◆ **ASSIGNMENT**: Beginning with the line that contains "Target: blue and white bus", copy each subsequent line of the data below through the last one, including both ends but not the pictures.

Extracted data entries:

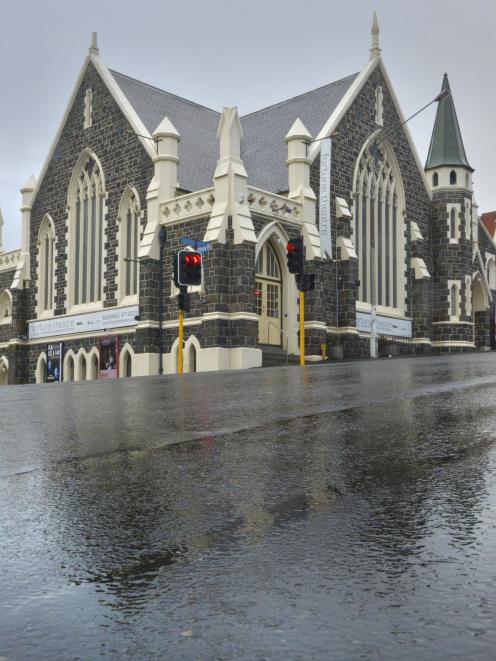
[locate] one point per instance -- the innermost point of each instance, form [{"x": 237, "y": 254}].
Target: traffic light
[
  {"x": 184, "y": 302},
  {"x": 187, "y": 268},
  {"x": 296, "y": 259},
  {"x": 306, "y": 281}
]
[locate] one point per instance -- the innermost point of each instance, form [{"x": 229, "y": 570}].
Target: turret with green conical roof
[{"x": 446, "y": 148}]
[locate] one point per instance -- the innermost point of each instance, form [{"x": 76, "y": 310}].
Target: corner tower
[{"x": 450, "y": 178}]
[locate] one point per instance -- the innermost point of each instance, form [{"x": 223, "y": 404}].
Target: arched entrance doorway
[{"x": 268, "y": 278}]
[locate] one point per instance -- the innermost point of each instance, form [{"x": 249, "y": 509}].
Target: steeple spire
[
  {"x": 375, "y": 50},
  {"x": 446, "y": 146},
  {"x": 1, "y": 229},
  {"x": 93, "y": 49}
]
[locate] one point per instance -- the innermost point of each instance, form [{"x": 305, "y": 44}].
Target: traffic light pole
[
  {"x": 302, "y": 328},
  {"x": 181, "y": 342}
]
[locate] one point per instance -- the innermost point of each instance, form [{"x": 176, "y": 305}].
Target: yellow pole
[
  {"x": 180, "y": 348},
  {"x": 302, "y": 328}
]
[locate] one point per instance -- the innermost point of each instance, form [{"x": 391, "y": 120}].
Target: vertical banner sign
[
  {"x": 325, "y": 198},
  {"x": 54, "y": 363},
  {"x": 109, "y": 357}
]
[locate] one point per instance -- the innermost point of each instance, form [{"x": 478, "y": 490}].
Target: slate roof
[
  {"x": 263, "y": 150},
  {"x": 446, "y": 146}
]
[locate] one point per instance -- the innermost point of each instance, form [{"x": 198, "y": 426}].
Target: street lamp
[{"x": 162, "y": 237}]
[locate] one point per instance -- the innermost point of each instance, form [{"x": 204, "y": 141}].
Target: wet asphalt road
[{"x": 334, "y": 512}]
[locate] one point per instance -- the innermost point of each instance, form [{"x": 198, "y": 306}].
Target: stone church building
[{"x": 408, "y": 256}]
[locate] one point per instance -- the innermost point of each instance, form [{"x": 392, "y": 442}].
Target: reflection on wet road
[{"x": 334, "y": 512}]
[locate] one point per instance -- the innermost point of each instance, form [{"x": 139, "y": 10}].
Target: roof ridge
[
  {"x": 298, "y": 96},
  {"x": 176, "y": 96}
]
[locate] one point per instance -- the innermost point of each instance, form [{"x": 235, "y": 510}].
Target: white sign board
[
  {"x": 325, "y": 198},
  {"x": 384, "y": 325},
  {"x": 83, "y": 323}
]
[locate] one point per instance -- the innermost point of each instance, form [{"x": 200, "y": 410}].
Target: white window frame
[
  {"x": 44, "y": 269},
  {"x": 456, "y": 208},
  {"x": 389, "y": 203},
  {"x": 5, "y": 306},
  {"x": 130, "y": 202},
  {"x": 457, "y": 285},
  {"x": 88, "y": 109}
]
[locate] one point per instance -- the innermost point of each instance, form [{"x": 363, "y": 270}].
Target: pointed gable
[
  {"x": 263, "y": 149},
  {"x": 446, "y": 146}
]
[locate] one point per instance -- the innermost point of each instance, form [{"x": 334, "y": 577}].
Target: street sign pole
[{"x": 302, "y": 328}]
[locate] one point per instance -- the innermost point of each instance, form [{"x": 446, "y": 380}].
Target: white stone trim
[
  {"x": 70, "y": 257},
  {"x": 5, "y": 306},
  {"x": 65, "y": 371},
  {"x": 468, "y": 295},
  {"x": 216, "y": 358},
  {"x": 278, "y": 237},
  {"x": 345, "y": 103},
  {"x": 88, "y": 109},
  {"x": 124, "y": 105},
  {"x": 10, "y": 260},
  {"x": 448, "y": 343},
  {"x": 129, "y": 194},
  {"x": 52, "y": 234},
  {"x": 40, "y": 372},
  {"x": 456, "y": 207},
  {"x": 457, "y": 284}
]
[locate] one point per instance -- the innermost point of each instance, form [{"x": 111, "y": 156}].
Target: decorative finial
[
  {"x": 375, "y": 51},
  {"x": 1, "y": 228},
  {"x": 93, "y": 50}
]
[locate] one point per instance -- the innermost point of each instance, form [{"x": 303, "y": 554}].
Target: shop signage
[
  {"x": 384, "y": 325},
  {"x": 109, "y": 357},
  {"x": 107, "y": 319}
]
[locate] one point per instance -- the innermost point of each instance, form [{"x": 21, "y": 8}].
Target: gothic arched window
[
  {"x": 6, "y": 307},
  {"x": 86, "y": 209},
  {"x": 129, "y": 226},
  {"x": 46, "y": 265},
  {"x": 379, "y": 235}
]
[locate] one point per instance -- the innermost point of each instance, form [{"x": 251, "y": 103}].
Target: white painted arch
[
  {"x": 4, "y": 370},
  {"x": 278, "y": 238}
]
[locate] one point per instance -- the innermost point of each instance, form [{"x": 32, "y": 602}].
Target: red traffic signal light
[
  {"x": 187, "y": 268},
  {"x": 296, "y": 259}
]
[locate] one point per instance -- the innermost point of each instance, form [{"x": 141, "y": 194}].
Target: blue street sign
[{"x": 201, "y": 246}]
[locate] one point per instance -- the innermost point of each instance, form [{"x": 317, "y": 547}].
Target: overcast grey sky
[{"x": 250, "y": 54}]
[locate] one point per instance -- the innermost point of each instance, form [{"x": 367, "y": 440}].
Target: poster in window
[
  {"x": 54, "y": 362},
  {"x": 109, "y": 357}
]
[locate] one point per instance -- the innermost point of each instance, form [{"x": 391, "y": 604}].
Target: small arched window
[
  {"x": 86, "y": 208},
  {"x": 491, "y": 273},
  {"x": 453, "y": 224},
  {"x": 6, "y": 307},
  {"x": 46, "y": 265},
  {"x": 454, "y": 301}
]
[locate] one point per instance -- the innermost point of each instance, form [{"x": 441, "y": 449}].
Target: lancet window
[
  {"x": 46, "y": 265},
  {"x": 86, "y": 232},
  {"x": 378, "y": 228}
]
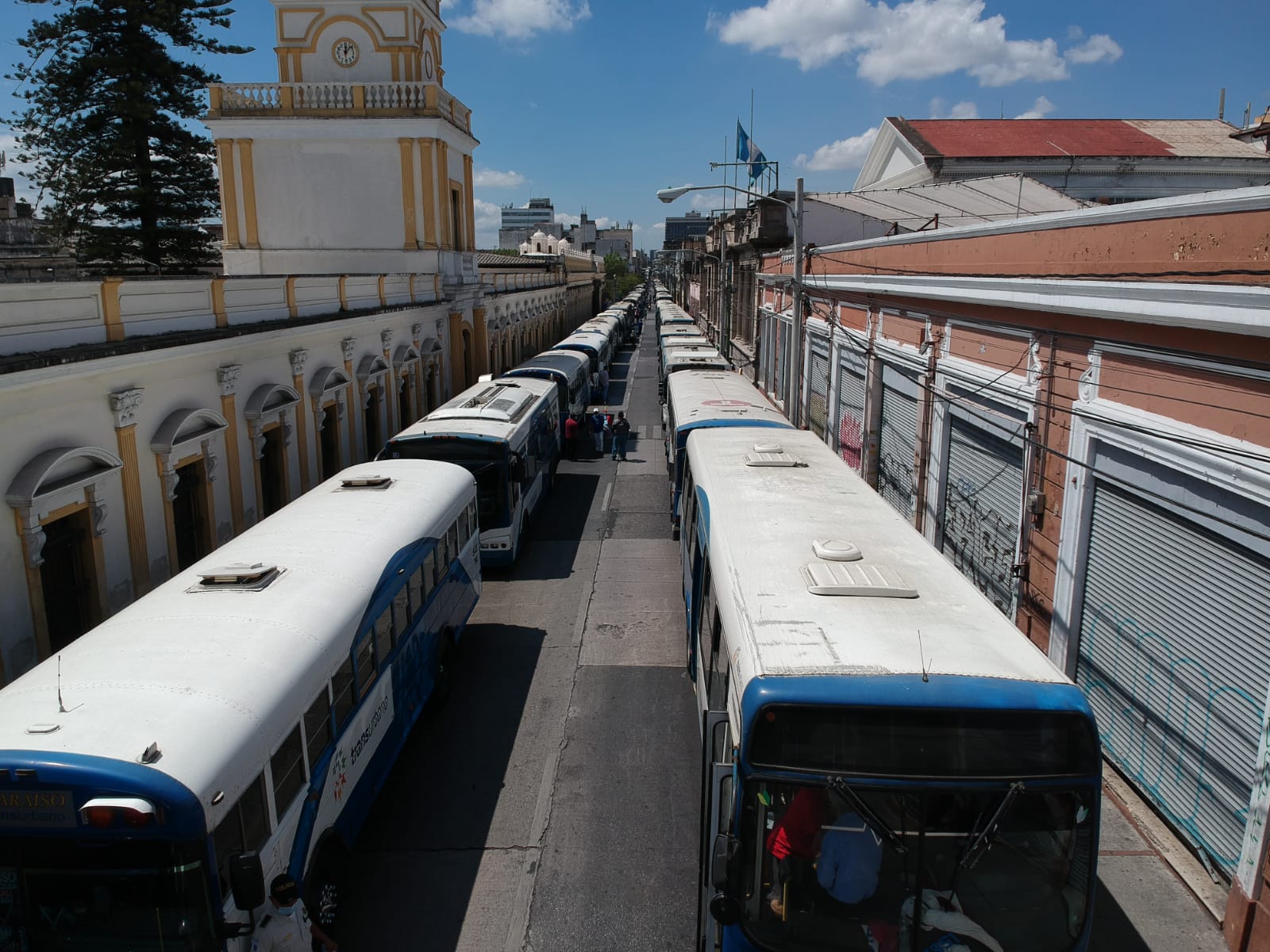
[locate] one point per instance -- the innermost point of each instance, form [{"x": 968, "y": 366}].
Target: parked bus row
[
  {"x": 235, "y": 723},
  {"x": 508, "y": 431},
  {"x": 239, "y": 720},
  {"x": 864, "y": 702}
]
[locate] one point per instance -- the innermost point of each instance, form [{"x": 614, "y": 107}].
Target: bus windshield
[
  {"x": 60, "y": 895},
  {"x": 1006, "y": 867},
  {"x": 483, "y": 459}
]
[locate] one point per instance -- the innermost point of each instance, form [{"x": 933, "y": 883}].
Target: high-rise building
[{"x": 691, "y": 225}]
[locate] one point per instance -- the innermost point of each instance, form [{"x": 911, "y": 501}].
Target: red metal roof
[{"x": 975, "y": 139}]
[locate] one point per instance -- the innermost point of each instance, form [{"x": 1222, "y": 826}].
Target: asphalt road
[{"x": 552, "y": 805}]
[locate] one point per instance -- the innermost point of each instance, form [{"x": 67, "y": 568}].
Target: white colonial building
[{"x": 149, "y": 420}]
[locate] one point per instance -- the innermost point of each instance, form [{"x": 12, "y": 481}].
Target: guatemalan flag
[{"x": 749, "y": 152}]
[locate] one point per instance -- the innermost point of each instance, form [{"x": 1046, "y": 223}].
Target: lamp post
[{"x": 794, "y": 391}]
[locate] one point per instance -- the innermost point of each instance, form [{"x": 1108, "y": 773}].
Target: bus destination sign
[{"x": 44, "y": 809}]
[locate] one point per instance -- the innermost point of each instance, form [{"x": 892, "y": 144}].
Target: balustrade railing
[{"x": 243, "y": 99}]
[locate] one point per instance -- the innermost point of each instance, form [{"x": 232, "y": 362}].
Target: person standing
[
  {"x": 622, "y": 432},
  {"x": 286, "y": 926},
  {"x": 598, "y": 424},
  {"x": 571, "y": 437}
]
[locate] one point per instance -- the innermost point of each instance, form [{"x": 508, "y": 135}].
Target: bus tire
[
  {"x": 325, "y": 884},
  {"x": 444, "y": 670}
]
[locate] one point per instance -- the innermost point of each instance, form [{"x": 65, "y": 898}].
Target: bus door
[{"x": 717, "y": 800}]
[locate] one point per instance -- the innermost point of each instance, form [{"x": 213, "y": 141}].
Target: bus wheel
[
  {"x": 444, "y": 670},
  {"x": 324, "y": 885}
]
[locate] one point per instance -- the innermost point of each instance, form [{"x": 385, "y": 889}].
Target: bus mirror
[
  {"x": 247, "y": 881},
  {"x": 516, "y": 469},
  {"x": 724, "y": 909},
  {"x": 721, "y": 863}
]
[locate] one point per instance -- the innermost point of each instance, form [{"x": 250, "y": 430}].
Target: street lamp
[{"x": 794, "y": 391}]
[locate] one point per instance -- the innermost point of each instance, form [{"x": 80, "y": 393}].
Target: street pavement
[{"x": 552, "y": 805}]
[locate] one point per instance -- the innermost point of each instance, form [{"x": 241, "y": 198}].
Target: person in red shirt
[{"x": 795, "y": 839}]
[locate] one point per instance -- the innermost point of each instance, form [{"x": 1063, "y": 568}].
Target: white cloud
[
  {"x": 1041, "y": 109},
  {"x": 521, "y": 19},
  {"x": 844, "y": 154},
  {"x": 960, "y": 111},
  {"x": 912, "y": 40},
  {"x": 488, "y": 178},
  {"x": 488, "y": 217},
  {"x": 1098, "y": 48}
]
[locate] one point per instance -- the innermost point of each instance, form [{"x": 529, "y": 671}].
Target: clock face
[{"x": 344, "y": 52}]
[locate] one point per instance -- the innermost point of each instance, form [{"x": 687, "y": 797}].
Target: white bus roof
[
  {"x": 495, "y": 408},
  {"x": 217, "y": 678},
  {"x": 764, "y": 592},
  {"x": 698, "y": 397}
]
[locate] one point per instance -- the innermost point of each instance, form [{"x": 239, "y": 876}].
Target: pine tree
[{"x": 108, "y": 121}]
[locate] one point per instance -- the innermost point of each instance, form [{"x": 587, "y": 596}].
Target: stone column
[
  {"x": 124, "y": 405},
  {"x": 480, "y": 342},
  {"x": 228, "y": 380},
  {"x": 457, "y": 374},
  {"x": 348, "y": 347},
  {"x": 298, "y": 378}
]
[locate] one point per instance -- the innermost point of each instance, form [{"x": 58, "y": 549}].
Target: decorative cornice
[
  {"x": 228, "y": 378},
  {"x": 124, "y": 405}
]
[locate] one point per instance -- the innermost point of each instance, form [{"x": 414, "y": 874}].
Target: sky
[{"x": 596, "y": 105}]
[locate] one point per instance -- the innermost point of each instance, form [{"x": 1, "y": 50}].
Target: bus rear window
[{"x": 924, "y": 742}]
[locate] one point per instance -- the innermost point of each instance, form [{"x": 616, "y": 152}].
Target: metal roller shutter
[
  {"x": 851, "y": 406},
  {"x": 899, "y": 440},
  {"x": 1175, "y": 659},
  {"x": 818, "y": 385},
  {"x": 979, "y": 509}
]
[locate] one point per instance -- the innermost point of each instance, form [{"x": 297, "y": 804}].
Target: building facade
[{"x": 1086, "y": 440}]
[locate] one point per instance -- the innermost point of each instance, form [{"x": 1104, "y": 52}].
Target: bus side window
[
  {"x": 244, "y": 828},
  {"x": 706, "y": 632},
  {"x": 318, "y": 727},
  {"x": 718, "y": 674},
  {"x": 400, "y": 615},
  {"x": 364, "y": 662},
  {"x": 342, "y": 689},
  {"x": 287, "y": 768},
  {"x": 429, "y": 574},
  {"x": 384, "y": 636}
]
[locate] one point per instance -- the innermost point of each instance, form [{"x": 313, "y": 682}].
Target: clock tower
[{"x": 357, "y": 160}]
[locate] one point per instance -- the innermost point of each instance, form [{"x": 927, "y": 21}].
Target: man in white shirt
[{"x": 286, "y": 926}]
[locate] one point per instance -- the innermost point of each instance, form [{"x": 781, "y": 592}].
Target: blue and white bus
[
  {"x": 691, "y": 357},
  {"x": 595, "y": 344},
  {"x": 507, "y": 435},
  {"x": 884, "y": 754},
  {"x": 252, "y": 704},
  {"x": 571, "y": 372},
  {"x": 702, "y": 400}
]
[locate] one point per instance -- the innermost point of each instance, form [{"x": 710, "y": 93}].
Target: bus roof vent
[
  {"x": 852, "y": 579},
  {"x": 836, "y": 550},
  {"x": 772, "y": 455},
  {"x": 370, "y": 480},
  {"x": 239, "y": 577}
]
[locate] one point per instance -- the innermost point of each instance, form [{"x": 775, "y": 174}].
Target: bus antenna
[
  {"x": 921, "y": 653},
  {"x": 61, "y": 708}
]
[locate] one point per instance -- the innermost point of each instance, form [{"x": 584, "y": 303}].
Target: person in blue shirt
[{"x": 850, "y": 860}]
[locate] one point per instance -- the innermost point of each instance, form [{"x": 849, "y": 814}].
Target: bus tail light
[{"x": 105, "y": 812}]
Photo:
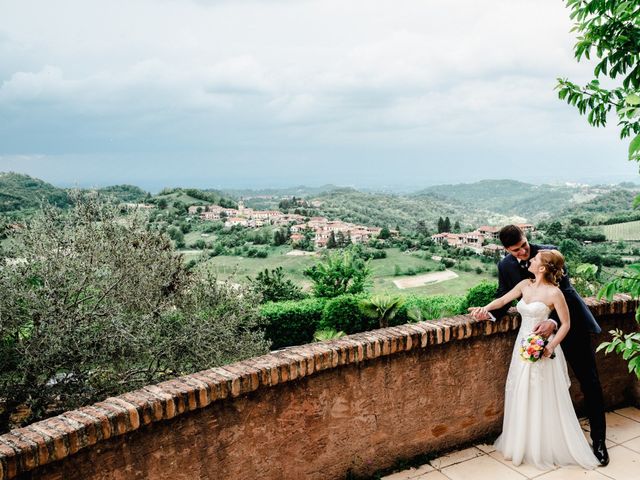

◆ **SOLUTION TO THIS EXERCISE**:
Target: blue and white bus
[
  {"x": 691, "y": 357},
  {"x": 595, "y": 344},
  {"x": 507, "y": 435},
  {"x": 884, "y": 754},
  {"x": 252, "y": 704},
  {"x": 571, "y": 372},
  {"x": 702, "y": 400}
]
[locate] one point per instance -- the innermost point of each instance, form [{"x": 710, "y": 93}].
Target: bus roof vent
[
  {"x": 852, "y": 579},
  {"x": 836, "y": 550},
  {"x": 772, "y": 455},
  {"x": 370, "y": 480},
  {"x": 239, "y": 577}
]
[locate] one point per instance -- the innermost point of each instance, form [{"x": 775, "y": 174}].
Target: bus antenna
[
  {"x": 921, "y": 653},
  {"x": 61, "y": 708}
]
[locate] one point per instance -- the innermost point of each instance, form [{"x": 584, "y": 303}].
Target: person in blue shirt
[{"x": 850, "y": 860}]
[locate] one point per instance -- the innermost point of each instance, form [{"x": 849, "y": 814}].
Target: bus tail light
[{"x": 105, "y": 812}]
Photo:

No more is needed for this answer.